* Task details
Scan the material for the string "phrase" and copy out every line in which it occurs.

==================================================

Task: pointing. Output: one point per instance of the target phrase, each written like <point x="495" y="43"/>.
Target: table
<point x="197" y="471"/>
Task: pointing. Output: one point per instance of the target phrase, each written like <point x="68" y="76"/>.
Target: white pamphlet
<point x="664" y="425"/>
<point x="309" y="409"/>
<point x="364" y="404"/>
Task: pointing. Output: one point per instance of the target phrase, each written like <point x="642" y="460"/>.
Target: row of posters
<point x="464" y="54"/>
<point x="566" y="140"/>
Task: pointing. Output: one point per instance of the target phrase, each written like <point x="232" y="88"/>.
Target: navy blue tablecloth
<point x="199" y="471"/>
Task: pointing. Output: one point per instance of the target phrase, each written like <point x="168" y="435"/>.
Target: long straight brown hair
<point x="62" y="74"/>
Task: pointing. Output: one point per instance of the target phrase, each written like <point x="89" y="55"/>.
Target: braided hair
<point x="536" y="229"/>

==================================================

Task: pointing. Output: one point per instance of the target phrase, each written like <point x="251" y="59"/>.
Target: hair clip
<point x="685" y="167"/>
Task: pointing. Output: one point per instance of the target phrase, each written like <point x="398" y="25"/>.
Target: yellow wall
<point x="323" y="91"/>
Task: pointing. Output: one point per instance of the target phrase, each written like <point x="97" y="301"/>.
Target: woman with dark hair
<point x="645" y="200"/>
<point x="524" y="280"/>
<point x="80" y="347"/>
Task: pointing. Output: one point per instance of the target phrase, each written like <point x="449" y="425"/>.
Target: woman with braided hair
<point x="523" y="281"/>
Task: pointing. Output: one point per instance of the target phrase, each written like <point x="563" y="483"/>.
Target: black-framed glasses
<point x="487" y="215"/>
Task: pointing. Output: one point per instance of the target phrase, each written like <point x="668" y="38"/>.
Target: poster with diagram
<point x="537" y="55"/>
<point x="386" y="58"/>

==================================================

* Exercise solution
Task: pointing. Output: one point per instance of the target phrase, each written like <point x="495" y="43"/>.
Task: pointing. Output: one point per instance of the target phrase, each written like <point x="68" y="76"/>.
Task: pointing. Output: one point per instance of the target phrase, each written like <point x="642" y="460"/>.
Task: pointing. Output: one point per instance of the target phrase, each written like <point x="232" y="88"/>.
Task: pointing. Output: one point per instance of the target phrase, each written like <point x="168" y="435"/>.
Task: pointing. Output: one point per instance of the target phrase, each written like <point x="89" y="55"/>.
Task: pointing. Output: one point per instance of the target phrase, each written like <point x="251" y="59"/>.
Task: pointing. Output: one point per instance of the target phrase, each written like <point x="398" y="25"/>.
Task: pointing. Output: one point per instance of the target phrase, each written like <point x="97" y="301"/>.
Task: pointing. Output: one point per instance of the target phrase, each written like <point x="449" y="425"/>.
Task: pointing. Output: one point per instance of the target phrase, each written like <point x="563" y="483"/>.
Task: pointing. Output: one point per instance of the target phrase, each written like <point x="668" y="38"/>.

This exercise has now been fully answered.